● **Your task**
The records follow. Print, word for word, the first line through the "Practice step: identify the chef" line.

Entries taken from a collection:

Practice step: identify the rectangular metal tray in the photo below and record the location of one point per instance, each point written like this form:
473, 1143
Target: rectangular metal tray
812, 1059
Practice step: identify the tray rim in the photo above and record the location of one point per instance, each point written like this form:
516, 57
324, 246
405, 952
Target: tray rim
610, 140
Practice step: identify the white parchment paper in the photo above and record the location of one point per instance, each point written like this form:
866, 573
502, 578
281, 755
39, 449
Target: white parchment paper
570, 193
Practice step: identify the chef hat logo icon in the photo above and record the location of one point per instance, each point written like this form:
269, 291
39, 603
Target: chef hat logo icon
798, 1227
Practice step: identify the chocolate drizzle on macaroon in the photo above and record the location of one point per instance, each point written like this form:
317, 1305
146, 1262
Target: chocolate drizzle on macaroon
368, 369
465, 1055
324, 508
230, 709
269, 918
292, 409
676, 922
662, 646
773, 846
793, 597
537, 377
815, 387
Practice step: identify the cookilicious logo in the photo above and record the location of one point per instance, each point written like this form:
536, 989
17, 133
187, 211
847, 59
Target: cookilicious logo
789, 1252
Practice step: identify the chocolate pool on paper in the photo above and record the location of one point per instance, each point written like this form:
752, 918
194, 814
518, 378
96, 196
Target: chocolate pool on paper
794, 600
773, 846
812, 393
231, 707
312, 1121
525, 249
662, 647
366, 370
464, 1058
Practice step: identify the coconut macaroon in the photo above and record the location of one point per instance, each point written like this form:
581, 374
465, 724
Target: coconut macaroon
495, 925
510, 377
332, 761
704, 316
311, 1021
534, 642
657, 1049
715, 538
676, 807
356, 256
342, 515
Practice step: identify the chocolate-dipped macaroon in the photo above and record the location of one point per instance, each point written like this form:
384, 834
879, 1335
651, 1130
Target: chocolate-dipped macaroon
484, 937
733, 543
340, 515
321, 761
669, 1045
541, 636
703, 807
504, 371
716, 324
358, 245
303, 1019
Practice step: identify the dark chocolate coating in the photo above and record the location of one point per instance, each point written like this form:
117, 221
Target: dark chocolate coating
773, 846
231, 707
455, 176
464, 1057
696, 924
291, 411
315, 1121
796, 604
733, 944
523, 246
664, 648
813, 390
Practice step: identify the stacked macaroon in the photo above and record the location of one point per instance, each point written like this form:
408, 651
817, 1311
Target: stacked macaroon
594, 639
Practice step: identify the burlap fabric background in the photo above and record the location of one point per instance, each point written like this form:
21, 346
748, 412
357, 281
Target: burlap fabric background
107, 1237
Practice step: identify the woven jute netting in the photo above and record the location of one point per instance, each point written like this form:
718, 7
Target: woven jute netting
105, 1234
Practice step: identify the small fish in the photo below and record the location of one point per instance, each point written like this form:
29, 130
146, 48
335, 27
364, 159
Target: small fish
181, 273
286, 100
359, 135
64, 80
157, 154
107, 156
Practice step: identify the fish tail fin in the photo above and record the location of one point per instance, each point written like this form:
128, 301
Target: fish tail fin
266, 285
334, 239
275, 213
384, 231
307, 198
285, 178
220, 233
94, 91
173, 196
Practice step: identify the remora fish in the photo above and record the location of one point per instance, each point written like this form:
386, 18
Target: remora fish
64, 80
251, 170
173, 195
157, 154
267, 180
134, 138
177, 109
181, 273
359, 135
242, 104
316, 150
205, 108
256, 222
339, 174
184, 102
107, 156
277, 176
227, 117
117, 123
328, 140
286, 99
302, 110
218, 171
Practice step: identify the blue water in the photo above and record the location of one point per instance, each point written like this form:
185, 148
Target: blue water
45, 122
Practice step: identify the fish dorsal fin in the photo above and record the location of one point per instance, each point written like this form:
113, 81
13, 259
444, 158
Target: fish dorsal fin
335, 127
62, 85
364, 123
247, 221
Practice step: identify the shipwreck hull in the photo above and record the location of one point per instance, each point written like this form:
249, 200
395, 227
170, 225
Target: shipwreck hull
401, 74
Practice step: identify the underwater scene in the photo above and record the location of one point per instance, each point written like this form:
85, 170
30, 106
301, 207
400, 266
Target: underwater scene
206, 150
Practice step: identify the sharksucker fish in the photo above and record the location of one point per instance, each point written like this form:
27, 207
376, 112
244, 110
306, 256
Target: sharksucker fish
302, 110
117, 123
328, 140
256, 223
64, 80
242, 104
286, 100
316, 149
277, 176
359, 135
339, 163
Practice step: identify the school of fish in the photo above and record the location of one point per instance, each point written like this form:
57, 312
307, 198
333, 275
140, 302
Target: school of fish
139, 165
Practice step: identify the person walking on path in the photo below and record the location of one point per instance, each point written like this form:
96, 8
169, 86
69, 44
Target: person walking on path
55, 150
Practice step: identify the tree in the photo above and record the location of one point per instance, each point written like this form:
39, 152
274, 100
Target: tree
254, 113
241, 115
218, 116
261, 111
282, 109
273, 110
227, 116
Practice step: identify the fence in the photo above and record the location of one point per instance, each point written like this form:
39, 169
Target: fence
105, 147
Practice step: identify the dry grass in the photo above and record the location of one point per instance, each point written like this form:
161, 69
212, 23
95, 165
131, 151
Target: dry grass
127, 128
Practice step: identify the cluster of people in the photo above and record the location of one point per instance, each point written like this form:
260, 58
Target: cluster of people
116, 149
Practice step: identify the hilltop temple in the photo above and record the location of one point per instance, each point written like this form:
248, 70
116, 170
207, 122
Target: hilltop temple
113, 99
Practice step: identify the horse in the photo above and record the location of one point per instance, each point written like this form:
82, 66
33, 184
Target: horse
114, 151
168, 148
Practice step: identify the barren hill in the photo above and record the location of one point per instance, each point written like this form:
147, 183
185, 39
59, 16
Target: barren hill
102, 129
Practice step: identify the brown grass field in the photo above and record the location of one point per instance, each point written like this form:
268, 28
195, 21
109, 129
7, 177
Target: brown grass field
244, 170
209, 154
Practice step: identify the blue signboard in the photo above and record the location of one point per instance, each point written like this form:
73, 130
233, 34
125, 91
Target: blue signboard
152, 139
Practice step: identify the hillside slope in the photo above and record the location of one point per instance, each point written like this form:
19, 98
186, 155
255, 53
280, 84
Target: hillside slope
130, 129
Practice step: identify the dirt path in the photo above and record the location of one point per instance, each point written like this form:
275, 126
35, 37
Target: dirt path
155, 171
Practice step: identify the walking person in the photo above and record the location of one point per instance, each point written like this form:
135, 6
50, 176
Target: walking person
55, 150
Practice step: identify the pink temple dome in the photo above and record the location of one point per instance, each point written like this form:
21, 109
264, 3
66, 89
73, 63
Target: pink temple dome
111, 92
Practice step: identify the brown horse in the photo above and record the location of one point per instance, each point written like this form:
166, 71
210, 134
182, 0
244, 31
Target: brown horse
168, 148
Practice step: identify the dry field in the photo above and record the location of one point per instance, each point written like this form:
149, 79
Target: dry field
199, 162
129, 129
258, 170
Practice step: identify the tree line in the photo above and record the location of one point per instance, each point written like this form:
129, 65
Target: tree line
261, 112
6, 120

● **Reply to the exercise**
Practice step: identify the rectangular metal tray in the photo below and record the location of one point per instance, each point written like this form:
473, 1143
Target: rectangular metal tray
812, 1059
Practice step: identify the tray rim in the photo above and record the location of one point per instance, each point written like this form:
516, 57
324, 246
405, 952
Target: tray rim
610, 140
Practice step: identify the white parchment paper in the photo above and record the location of one point per instance, each point written like this form:
866, 573
502, 578
281, 755
39, 449
Target: white parchment paper
570, 193
Practice step: identify the chef hat logo icon in the photo above and record the location of one point per instance, each point written like this form:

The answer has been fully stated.